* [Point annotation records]
^^^^^^^^^^^^^^^^
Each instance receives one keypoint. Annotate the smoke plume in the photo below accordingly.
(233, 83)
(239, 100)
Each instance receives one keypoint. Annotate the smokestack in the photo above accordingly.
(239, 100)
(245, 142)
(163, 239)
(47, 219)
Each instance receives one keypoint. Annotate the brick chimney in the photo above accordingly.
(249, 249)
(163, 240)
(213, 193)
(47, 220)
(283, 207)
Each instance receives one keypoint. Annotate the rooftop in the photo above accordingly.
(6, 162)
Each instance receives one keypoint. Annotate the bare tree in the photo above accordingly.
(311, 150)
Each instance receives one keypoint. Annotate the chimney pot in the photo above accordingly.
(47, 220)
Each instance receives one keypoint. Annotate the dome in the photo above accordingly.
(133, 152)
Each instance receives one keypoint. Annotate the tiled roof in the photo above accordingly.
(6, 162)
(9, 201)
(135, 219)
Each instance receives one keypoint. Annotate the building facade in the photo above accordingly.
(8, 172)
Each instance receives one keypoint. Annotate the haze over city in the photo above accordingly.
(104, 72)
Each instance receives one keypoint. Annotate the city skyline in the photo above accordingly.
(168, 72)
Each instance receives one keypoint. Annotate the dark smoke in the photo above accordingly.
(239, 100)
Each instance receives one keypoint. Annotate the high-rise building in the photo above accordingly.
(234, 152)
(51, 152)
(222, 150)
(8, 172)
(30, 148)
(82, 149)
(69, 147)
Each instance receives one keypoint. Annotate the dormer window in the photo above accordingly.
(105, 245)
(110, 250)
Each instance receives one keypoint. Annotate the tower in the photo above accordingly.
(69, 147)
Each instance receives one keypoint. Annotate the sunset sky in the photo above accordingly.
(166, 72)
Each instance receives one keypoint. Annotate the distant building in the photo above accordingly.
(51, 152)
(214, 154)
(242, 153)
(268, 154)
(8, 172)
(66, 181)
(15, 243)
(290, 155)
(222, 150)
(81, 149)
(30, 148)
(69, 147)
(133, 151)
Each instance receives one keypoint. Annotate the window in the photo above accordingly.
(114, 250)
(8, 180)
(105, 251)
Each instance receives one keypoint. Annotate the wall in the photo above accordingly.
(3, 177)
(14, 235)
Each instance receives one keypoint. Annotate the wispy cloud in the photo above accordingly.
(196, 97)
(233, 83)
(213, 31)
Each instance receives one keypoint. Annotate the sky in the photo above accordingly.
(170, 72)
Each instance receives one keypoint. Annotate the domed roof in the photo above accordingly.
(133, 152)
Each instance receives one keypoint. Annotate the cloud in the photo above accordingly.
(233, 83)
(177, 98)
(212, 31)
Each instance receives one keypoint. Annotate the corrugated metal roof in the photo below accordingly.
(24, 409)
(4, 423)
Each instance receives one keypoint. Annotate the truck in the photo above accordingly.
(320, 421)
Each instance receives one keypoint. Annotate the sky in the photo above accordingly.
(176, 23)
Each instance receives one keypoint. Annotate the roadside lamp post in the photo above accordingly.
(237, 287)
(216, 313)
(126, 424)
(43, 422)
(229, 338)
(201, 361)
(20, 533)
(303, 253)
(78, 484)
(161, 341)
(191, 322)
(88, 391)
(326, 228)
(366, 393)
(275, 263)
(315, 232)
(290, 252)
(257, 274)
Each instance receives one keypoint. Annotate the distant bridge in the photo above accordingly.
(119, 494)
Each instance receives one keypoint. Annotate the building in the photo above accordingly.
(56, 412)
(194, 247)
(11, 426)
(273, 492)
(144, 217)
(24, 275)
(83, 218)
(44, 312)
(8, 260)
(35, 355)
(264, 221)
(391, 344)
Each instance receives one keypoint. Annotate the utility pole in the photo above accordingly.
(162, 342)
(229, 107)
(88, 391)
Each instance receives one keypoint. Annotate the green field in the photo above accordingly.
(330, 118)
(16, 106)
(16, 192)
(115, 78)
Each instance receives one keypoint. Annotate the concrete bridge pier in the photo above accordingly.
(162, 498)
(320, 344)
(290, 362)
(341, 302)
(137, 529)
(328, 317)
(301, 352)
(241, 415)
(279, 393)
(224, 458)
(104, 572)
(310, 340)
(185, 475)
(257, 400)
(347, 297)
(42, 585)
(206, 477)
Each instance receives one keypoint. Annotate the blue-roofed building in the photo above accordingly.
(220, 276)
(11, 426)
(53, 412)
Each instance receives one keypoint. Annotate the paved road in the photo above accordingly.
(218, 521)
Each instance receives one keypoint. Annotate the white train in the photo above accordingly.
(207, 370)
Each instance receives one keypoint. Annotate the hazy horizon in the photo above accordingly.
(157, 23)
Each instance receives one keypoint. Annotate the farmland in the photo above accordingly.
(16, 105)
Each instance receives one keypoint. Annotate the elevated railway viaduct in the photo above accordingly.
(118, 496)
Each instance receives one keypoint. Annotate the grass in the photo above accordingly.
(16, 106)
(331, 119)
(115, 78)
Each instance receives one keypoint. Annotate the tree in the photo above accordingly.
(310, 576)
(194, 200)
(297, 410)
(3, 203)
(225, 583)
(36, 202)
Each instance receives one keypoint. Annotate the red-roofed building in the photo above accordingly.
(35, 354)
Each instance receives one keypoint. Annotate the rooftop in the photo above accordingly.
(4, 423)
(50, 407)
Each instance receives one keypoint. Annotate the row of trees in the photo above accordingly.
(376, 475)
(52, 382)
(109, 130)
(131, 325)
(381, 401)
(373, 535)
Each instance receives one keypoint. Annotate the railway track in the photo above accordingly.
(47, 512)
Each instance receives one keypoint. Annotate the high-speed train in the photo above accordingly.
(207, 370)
^^^^^^^^^^^^^^^^
* [What the task requires] Each of the records should be retyped exactly.

* [Worked solution]
Each instance receives one keypoint. Annotate the smoke plume in the photo below accordingly.
(233, 83)
(239, 100)
Each instance receives one keypoint. Annotate the smokestack in the photo above accordingly.
(239, 100)
(245, 142)
(163, 239)
(47, 219)
Each instance receives one keypoint. Annotate the brick chimney in the photo above accordingly.
(249, 249)
(163, 240)
(213, 193)
(47, 220)
(283, 207)
Each instance receives one keypoint. Annotate the rooftop in the photo above accordingly.
(6, 162)
Each instance receives one keypoint. Annotate the bare tree in the photo above accordingly.
(311, 150)
Each instance receives one keypoint. Annotate the chimney pot in the photo above accordingly.
(47, 220)
Each instance receives one keypoint. Annotate the dome in the photo above accordingly.
(133, 152)
Each instance receives one keypoint. Annotate the tiled roof in the photo above accordingly.
(6, 162)
(9, 201)
(135, 219)
Each instance receives one keypoint. Annotate the building facade in the photo above accordingly.
(8, 172)
Each instance receives one keypoint. Annotate the haze over city in the photo above accordingly.
(104, 72)
Each instance receives one keypoint. Annotate the city skyline in the photo above accordingly.
(168, 72)
Each instance receives one keypoint. Annotate the dark smoke in the photo above accordingly.
(239, 100)
Each instance receives one keypoint. Annotate the high-rise building in the photo above accordingly.
(234, 152)
(51, 152)
(222, 150)
(8, 172)
(30, 148)
(82, 149)
(69, 147)
Each instance receives one keypoint. Annotate the dormer window in the photo above accordingly.
(105, 245)
(110, 250)
Each instance receives one keypoint. Annotate the tower in the photo above accordingly.
(69, 147)
Each instance receives one keypoint. Annotate the sunset sky in the photo above accordingly.
(166, 72)
Each instance receives one keypoint. Annotate the distant building in the photo above accordingly.
(51, 152)
(214, 154)
(242, 153)
(268, 154)
(8, 172)
(66, 181)
(15, 243)
(290, 155)
(222, 150)
(81, 149)
(30, 148)
(69, 147)
(133, 151)
Each instance receives one keypoint. Annotate the window in the photo above accordingly.
(114, 250)
(8, 180)
(105, 251)
Each instance receives one keypoint. Annotate the wall in the photo above accordingly.
(3, 177)
(14, 235)
Each instance receives one keypoint. Annotate the wispy cloud in the photo above accordingly.
(196, 97)
(233, 83)
(213, 31)
Each instance receives one keypoint. Annotate the sky in the photo above accordingly.
(170, 72)
Each instance receives one keypoint. Annotate the domed roof in the photo above accordingly.
(133, 152)
Each instance receives one keypoint. Annotate the cloud in the photo above accordingly.
(233, 83)
(177, 98)
(212, 31)
Each instance receives one keypoint. Annotate the corrugated metal roof in the photo below accordingly.
(24, 409)
(4, 423)
Each instance receives one keypoint. Annotate the truck in the photo above accordingly.
(320, 421)
Each instance receives one keypoint. Annotate the sky in the photo above accordingly.
(176, 23)
Each instance receives one keypoint. Annotate the roadside lamp post in the photo above accordingly.
(237, 287)
(216, 313)
(126, 424)
(43, 422)
(229, 338)
(201, 361)
(20, 533)
(303, 253)
(78, 484)
(161, 341)
(191, 322)
(88, 391)
(326, 228)
(366, 393)
(275, 263)
(315, 232)
(290, 252)
(257, 274)
Each instance receives one keypoint. Annotate the distant bridge in the photo above accordingly.
(119, 494)
Each instance receives one keypoint. Annotate the building in the photo above accordingly.
(56, 412)
(194, 247)
(11, 426)
(273, 492)
(144, 217)
(24, 275)
(83, 218)
(44, 312)
(8, 260)
(35, 355)
(264, 221)
(391, 344)
Each instance receives one keypoint. Annotate the utility pole in the photo above accordingly.
(162, 342)
(229, 107)
(88, 391)
Each instance receives one keypoint. Annotate the green field in the photo above accordingly.
(330, 118)
(16, 106)
(16, 192)
(115, 78)
Each instance receives one keypoint. Annotate the concrete bridge pier in the photo above accordingly.
(162, 498)
(320, 344)
(290, 362)
(341, 302)
(137, 529)
(328, 317)
(301, 352)
(241, 415)
(279, 393)
(224, 458)
(104, 572)
(310, 340)
(185, 475)
(257, 400)
(347, 297)
(42, 585)
(206, 477)
Each instance receives one keypoint. Annotate the blue-roofed building in the photo above accordingly.
(220, 276)
(11, 426)
(53, 412)
Each instance receives one keypoint. Annotate the paved road in the photo above accordingly.
(218, 521)
Each instance receives one keypoint. Annotate the white train in the photo above accordingly.
(207, 370)
Each instance receives one keypoint. Annotate the hazy horizon in the photo above accordingly.
(157, 23)
Each instance receives one keypoint. Annotate the farmland in the photo above accordingly.
(16, 105)
Each instance receives one keypoint. Annotate the elevated railway viaduct in the photo above accordingly.
(118, 496)
Each instance receives one keypoint. Annotate the grass in the photo above accordingly.
(16, 106)
(331, 119)
(115, 78)
Each instance receives one keypoint. Annotate the tree in the photo above accordingly.
(310, 576)
(194, 200)
(297, 410)
(3, 203)
(225, 583)
(36, 202)
Each instance receives one keypoint. Annotate the red-roofed building in the photo above accordingly.
(35, 354)
Each instance receives one keypoint. Annotate the rooftop in the photo above accordingly.
(4, 423)
(50, 407)
Each instance receives one keypoint. Annotate the row of trees in the photo above accordingly.
(376, 475)
(52, 382)
(109, 130)
(131, 325)
(381, 401)
(373, 535)
Each instance receives one keypoint. Annotate the railway track in the photo above accordingly.
(47, 512)
Each instance receives one keypoint. Annotate the high-speed train in the photo above accordingly.
(207, 370)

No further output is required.